• _SET TASK 1_
Resize the records from the line with "Please segment the white styrofoam" to the line with "[[[196,21],[234,37],[241,24],[259,0],[235,0],[198,12]]]", both included, by writing out only those lines again with the requests unchanged and every coordinate in the answers multiplied by 2.55. Round each result to a whole number, with halves rounding up.
::: SELECTED TEXT :::
Megaman on how 21 Seconds changed the UK scene

Megaman on how 21 Seconds changed the UK scene

Megaman has told Music Week that the UK music industry had “never seen anything like So Solid Crew” when 21 Seconds went to No.1

The South London collective’s trademark hit turns 20 this year, and they released a new 21 Seconds EP and played a celebratory show at London’s O2 Forum (pictured above) to mark the occasion.

Megaman, who put the group together way back when, was speaking to Music Week to tell the story of 21 Seconds – which debuted at No.1 and has 581,224 UK sales to date, according to the Official Charts Company – for this week’s edition of Hitmakers.

“I had a publishing deal with EMI Music, respect to Guy Moot, a big legend in the business,” Megaman said. “So I got a studio in central London and everybody came down and wanted to write their bars, but no-one wanted to go first on the track. That is why my lyric starts the song, out of frustration.”

Megaman revealed that he believes the song’s success hinged on its video, which was directed by Max Giwa and Dania Pasquini.

The 21 Seconds video catapulted us into that next league

Megaman

“The feel and energy were missing in the first draft,” he said. “We went back to the drawing board and I approved every still, it must have taken a day-and-a-half. The label saw it and said, ‘What a fucking movie.’”
::: EXERCISE MATERIAL :::
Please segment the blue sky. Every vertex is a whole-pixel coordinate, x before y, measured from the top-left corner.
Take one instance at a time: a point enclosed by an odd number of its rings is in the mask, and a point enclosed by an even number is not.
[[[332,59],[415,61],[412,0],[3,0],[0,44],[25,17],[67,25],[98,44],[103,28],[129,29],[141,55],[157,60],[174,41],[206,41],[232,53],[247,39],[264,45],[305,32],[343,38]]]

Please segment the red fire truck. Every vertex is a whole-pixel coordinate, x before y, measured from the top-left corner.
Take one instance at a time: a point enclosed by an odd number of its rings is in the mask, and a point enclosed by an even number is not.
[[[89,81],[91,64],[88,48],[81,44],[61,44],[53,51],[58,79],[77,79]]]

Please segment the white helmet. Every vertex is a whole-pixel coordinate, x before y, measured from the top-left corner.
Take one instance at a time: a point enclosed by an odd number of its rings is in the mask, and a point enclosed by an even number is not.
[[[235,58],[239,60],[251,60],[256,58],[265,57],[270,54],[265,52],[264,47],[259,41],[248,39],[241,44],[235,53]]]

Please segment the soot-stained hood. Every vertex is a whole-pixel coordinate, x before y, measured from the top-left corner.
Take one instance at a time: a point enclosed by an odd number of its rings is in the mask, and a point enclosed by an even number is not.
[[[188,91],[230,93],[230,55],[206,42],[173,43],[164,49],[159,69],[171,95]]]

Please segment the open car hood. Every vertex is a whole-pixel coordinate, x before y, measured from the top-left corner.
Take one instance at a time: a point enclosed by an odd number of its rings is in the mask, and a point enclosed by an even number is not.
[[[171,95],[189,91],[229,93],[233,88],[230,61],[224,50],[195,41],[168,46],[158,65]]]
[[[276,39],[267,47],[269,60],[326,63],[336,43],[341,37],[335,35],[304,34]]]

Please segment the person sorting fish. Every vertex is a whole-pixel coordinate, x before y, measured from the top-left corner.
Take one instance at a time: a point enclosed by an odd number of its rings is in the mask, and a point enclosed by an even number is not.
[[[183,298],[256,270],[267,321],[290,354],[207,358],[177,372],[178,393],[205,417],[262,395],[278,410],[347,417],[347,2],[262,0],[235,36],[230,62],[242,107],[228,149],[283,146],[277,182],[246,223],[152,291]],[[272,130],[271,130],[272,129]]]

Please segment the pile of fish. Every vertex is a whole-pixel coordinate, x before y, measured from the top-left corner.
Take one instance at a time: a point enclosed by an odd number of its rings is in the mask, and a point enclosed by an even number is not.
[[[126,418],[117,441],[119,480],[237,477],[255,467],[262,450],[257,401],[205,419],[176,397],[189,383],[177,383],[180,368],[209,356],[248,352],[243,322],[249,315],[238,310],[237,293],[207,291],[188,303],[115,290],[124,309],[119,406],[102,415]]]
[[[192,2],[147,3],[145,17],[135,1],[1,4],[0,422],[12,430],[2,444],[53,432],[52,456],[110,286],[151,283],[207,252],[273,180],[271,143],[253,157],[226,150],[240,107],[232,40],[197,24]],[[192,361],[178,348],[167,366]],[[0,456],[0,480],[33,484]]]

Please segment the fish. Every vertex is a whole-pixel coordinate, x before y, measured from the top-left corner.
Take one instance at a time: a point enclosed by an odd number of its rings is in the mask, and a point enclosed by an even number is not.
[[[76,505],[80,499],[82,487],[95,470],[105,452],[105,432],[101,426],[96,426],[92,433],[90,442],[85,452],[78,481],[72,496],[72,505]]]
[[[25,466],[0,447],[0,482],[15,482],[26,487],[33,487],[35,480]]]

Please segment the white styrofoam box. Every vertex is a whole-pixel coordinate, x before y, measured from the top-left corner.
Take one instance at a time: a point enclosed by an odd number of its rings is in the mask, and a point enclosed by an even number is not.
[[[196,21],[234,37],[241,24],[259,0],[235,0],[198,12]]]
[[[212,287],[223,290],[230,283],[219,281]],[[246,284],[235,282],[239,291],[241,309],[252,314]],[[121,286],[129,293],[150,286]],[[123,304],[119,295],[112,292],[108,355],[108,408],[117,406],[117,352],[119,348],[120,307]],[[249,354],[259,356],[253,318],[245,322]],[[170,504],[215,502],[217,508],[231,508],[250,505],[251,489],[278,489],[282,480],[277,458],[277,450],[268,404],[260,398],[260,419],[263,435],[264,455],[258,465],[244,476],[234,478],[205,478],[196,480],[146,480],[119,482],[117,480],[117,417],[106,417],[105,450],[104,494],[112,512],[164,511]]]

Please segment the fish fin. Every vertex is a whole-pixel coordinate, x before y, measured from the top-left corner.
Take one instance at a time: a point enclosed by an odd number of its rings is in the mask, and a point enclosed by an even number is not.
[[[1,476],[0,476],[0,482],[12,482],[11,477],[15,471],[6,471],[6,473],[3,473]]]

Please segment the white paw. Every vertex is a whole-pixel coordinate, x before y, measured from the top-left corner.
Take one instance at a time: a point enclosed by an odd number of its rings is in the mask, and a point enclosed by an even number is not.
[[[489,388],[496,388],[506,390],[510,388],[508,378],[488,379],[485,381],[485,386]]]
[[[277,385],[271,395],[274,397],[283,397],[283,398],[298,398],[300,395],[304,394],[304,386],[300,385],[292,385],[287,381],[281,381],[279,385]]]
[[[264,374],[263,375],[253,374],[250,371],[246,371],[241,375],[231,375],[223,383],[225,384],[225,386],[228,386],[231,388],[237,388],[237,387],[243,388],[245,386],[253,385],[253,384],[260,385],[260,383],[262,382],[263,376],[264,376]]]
:::
• _SET TASK 2_
Repeat the passage of the Megaman article from "The South London" to "and Dania Pasquini." word for word.

• _WORKED ANSWER 1_
Please segment the white styrofoam box. Every vertex is a whole-pixel coordinate, x before y, measured from the top-left corner.
Take one instance at a time: a point enclosed by an odd number of its rings is in the mask, and a point enclosed by an even number is not.
[[[500,54],[597,94],[615,61],[660,0],[599,0],[505,31]]]

• _WORKED ANSWER 2_
The South London collective’s trademark hit turns 20 this year, and they released a new 21 Seconds EP and played a celebratory show at London’s O2 Forum (pictured above) to mark the occasion.

Megaman, who put the group together way back when, was speaking to Music Week to tell the story of 21 Seconds – which debuted at No.1 and has 581,224 UK sales to date, according to the Official Charts Company – for this week’s edition of Hitmakers.

“I had a publishing deal with EMI Music, respect to Guy Moot, a big legend in the business,” Megaman said. “So I got a studio in central London and everybody came down and wanted to write their bars, but no-one wanted to go first on the track. That is why my lyric starts the song, out of frustration.”

Megaman revealed that he believes the song’s success hinged on its video, which was directed by Max Giwa and Dania Pasquini.